DIRECTION 1:
Revise the listing from the line containing "surface in the photo below." through the line containing "boulder in the photo above.", replacing "planogram tally" with "inventory count" and changing nothing else. Omit the pictures from your output.

QUOTED PASSAGE:
# Bellator FC 39



## dudeabides

Bellator 39
Date: Apr 02, 2011
Location: Uncasville, Connecticut
Venue: Mohegan Sun
Broadcast: MTV2












> MAIN CARD
> 
> * Champ Eddie Alvarez vs. Pat Curran (for lightweight title)
> * Lyman Good vs. Rick Hawn (welterweight tourney semifinal)
> * Patricky "Pitbull" Freire vs. Toby Imada (lightweight tourney semifinal)
> * Ben Saunders vs. Matt Lee
> 
> PRELIMINARY CARD
> 
> * Rene Nazare vs. Matt Veach
> * Dan Cramer vs. Greg Rebello
> * Ryan Quinn vs. Mike Winters
> * David Jansen vs. Scott McAfee
> * John McLaughlin vs. Blair Tugman





> The semifinal round of Bellator Fighting Championships' season-four welterweight tournament has already taken shape.
> 
> Following the conclusion of the quarterfinal round, Bellator CEO announced that former champ Lyman Good will meet Rick Hawn at Bellator 39, and Jay Hieron vs. Brent Weedman will clash at a date yet to be determined.
> 
> The Hieron-Weedman fight will be scheduled when Weedman receives clearance for a facial laceration suffered in his Bellator 35 victory over Dan Hornbuckle.
> 
> The promotion had originally anticipated hosting both welterweight tournament semifinals at Bellator 39.
> 
> Good (11-1 MMA, 4-1 BFC) and Hawn (10-0 MMA, 2-0 BFC) scored the most decisive victories of this past Saturday night's quarterfinal matchups, conducted at the Tachi Palace Hotel and Casino. The former champ and the Olympic judoka each relied heavily on staunch striking games en route to clear-cut unanimous-decision wins.
> 
> Hawn brings an unblemished mark to the table, but Good has revenge on his mind as he tries to earn a rematch with current champ Ben Askren, who took the title from Good during the promotion's third season.
> 
> Good and Hawn meet at Bellator 39, which takes place April 2 at Mohegan Sun in Uncasville, Conn.
> 
> Meanwhile, Hieron (20-4 MMA, 1-0 BFC) and Weedman (18-5-1 MMA, 4-0 BFC) each made rather dubious advances into the semifinals.
> 
> Hieron was in complete control of his quarterfinal matchup with Anthony Lapsley, but the performance was marred but what appeared to be an early stoppage. Hieron applied a rear-naked choke, and referee Josh Rosenthal ruled "The Recipe" unconscious and ended the fight. However, Lapsley quickly jumped to his feet to protest, causing many MMA observers to believe he was fine to continue.
> 
> Weedman fought the distance against Dan Hornbuckle in an entertaining, grappling-heavy affair. While Weedman's performance was commendable, his decision win was greeted with a chorus of boos from the Tachi Palace crowd who believes "The Handler" should have been awarded the victory.
> 
> A title fight between lightweight champion Eddie Alvarez (21-2 MMA, 5-0 BFC) and season-two tourney winner Pat Curran (12-3 MMA, 3-0 BFC) will headline Bellator 39 on April 2.
> 
> Bellator Chairman and CEO confirmed the once-canceled title fight with MMAFighting.com on Wednesday.

DATA SECTION:
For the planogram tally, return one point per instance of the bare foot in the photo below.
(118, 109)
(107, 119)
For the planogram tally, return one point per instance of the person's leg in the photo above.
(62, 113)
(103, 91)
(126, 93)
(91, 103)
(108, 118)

--

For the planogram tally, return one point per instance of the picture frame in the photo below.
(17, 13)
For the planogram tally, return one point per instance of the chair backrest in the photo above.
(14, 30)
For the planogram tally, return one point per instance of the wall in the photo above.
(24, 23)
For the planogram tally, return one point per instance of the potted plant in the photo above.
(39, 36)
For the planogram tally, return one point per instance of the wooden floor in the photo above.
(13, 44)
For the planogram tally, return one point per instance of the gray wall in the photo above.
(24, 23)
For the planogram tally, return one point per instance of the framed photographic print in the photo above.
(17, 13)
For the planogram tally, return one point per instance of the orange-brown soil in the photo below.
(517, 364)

* * *

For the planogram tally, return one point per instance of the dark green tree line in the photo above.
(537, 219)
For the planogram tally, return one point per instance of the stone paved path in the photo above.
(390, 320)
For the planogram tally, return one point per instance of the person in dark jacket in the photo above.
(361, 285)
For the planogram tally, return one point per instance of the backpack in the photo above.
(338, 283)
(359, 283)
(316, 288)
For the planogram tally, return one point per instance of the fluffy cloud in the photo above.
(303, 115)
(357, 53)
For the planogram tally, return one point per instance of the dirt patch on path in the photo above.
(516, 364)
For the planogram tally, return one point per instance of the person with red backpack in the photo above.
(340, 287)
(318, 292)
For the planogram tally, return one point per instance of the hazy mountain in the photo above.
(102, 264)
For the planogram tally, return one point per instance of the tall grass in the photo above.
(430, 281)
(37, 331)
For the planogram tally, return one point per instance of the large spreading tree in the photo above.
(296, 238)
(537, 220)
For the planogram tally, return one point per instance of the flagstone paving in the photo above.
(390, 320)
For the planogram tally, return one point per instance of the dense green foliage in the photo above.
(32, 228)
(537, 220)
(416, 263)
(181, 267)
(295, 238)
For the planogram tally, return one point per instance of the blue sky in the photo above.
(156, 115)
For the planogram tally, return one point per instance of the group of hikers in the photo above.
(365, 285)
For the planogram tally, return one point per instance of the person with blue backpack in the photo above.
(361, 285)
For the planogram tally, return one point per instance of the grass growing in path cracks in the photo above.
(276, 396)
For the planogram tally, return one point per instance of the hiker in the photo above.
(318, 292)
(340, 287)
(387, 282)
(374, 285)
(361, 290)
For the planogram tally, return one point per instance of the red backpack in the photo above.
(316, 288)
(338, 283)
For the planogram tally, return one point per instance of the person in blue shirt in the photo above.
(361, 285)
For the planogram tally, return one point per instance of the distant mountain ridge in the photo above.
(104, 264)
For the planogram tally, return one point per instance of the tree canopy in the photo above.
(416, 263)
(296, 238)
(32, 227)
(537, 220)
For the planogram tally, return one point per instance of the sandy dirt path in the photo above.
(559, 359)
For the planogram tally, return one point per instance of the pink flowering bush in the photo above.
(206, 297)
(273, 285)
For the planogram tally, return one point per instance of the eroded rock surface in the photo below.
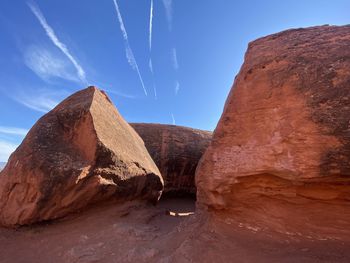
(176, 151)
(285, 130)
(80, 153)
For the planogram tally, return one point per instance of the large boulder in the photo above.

DIRECTION 2:
Decide whether each statement agrees with the Bellator 39 thread: (a) Bellator 39 was held at Mohegan Sun. (b) Both welterweight tournament semifinals were set for Bellator 39. (c) Weedman beat Dan Hornbuckle by submission. For each, answer yes or no and quote the deciding words.

FULL OUTPUT 1:
For the inventory count, return one point per instance of the eroded rock surface in the photo below.
(176, 151)
(285, 130)
(80, 153)
For the inventory count, return one point per instance of the large boulder in the photo above.

FULL OUTPUT 2:
(a) Yes: "Venue: Mohegan Sun"
(b) No: "Jay Hieron vs. Brent Weedman will clash at a date yet to be determined"
(c) No: "his decision win was greeted with a chorus of boos from the Tachi Palace crowd"